-------- Text excerpt
Release version License: GPL v3 CI Status

A local, in-memory search tool. Query and compare your text documents from the terminal, with results ranked by textual similarity.

$ docsim --show-scores --limit 3 --best-first "search query" ~/documents/notes
0.472  very-relevant-file.txt
0.123  slightly-similar-file.org
0.000  completely-unrelated-file.md

docsim is an information retrieval tool, so it's different from other search tools like grep, ripgrep, ag, and so on. Those tools are all great, but they search for literal text matches, and sometimes we want to know, "what notes are most similar to this query, or to this other note?"

If I search for "chunky bacon," I still want to see documents that talk about "chunks of bacon." And, below those, I probably want to see notes that discuss regular "bacon," even if it's not chunky. docsim uses a few different information retrieval algorithms to provide a ranked list of text documents.

It's also slower and more memory-intensive than e.g. grep, of course, since it does more work. But performance is a goal, and on a mid-range machine it'll process a few thousand documents without notable lag.

This all sounds complicated, but docsim aspires to be easy to use and to behave like a good UNIX citizen. It's a single binary that operates on plain files and streams. No servers, no daemons, no dependencies on Docker containers or scikit-learn, not even any persistent indexes or caches to get out of sync. Searching local documents with information retrieval algorithms shouldn't be any harder than using grep!

Examples

Check the man page for the definitive documentation, but these should get you started.

If no paths are provided docsim will search the current working directory.

$ docsim "here's a search query"
----------------
*Problems and tasks*
1. What does the docsim text say docsim searches when no paths are provided?
2. List every command-line option that appears in the first example command in the docsim text.
-------- Recorded information
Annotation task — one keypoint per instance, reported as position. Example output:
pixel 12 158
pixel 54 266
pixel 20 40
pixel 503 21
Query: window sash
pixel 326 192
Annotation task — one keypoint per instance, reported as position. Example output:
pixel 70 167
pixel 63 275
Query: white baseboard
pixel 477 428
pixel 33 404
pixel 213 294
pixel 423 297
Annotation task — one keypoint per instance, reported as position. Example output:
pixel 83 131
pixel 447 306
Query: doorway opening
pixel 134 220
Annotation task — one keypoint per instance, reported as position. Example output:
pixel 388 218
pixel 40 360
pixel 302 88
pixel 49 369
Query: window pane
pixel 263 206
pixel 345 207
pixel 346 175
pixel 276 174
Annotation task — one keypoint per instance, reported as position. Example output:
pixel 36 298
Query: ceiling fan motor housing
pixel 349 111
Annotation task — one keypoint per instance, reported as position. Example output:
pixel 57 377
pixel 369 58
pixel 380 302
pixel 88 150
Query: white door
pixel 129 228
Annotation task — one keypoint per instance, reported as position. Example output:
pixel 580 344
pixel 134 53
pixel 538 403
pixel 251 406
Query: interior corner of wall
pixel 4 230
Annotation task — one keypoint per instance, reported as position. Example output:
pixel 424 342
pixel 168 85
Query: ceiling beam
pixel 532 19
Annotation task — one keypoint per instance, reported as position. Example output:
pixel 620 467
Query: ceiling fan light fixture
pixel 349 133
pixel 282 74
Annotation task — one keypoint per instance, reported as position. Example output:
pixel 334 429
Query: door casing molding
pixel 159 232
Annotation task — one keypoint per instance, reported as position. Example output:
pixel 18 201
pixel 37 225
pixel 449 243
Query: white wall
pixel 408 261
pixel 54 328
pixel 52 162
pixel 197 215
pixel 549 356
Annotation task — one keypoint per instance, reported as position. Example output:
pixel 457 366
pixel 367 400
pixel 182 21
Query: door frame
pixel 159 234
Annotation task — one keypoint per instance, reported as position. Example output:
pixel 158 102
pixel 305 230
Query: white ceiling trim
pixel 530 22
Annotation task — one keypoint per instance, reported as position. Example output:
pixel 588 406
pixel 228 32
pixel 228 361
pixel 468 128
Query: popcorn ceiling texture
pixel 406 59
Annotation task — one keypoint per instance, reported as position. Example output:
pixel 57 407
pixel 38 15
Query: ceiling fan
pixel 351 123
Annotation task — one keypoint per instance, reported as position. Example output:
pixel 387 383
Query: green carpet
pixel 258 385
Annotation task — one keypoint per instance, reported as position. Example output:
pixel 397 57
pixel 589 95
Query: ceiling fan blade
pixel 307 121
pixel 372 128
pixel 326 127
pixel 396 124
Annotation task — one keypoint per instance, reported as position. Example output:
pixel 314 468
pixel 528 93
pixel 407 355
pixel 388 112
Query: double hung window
----------------
*Task-by-task solutions*
1. The current working directory.

2. --show-scores, --limit, --best-first